- [Items from a data source]

= = =

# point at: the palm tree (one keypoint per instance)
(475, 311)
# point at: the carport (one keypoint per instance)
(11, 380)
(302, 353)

= = =

- [REQUIREMENT]
Copy the data above. Keep each line exact.

- [ANSWER TO THE EXERCISE]
# point at: the palm tree (one keypoint per instance)
(475, 311)
# point at: the carport (one keypoint per instance)
(11, 380)
(302, 353)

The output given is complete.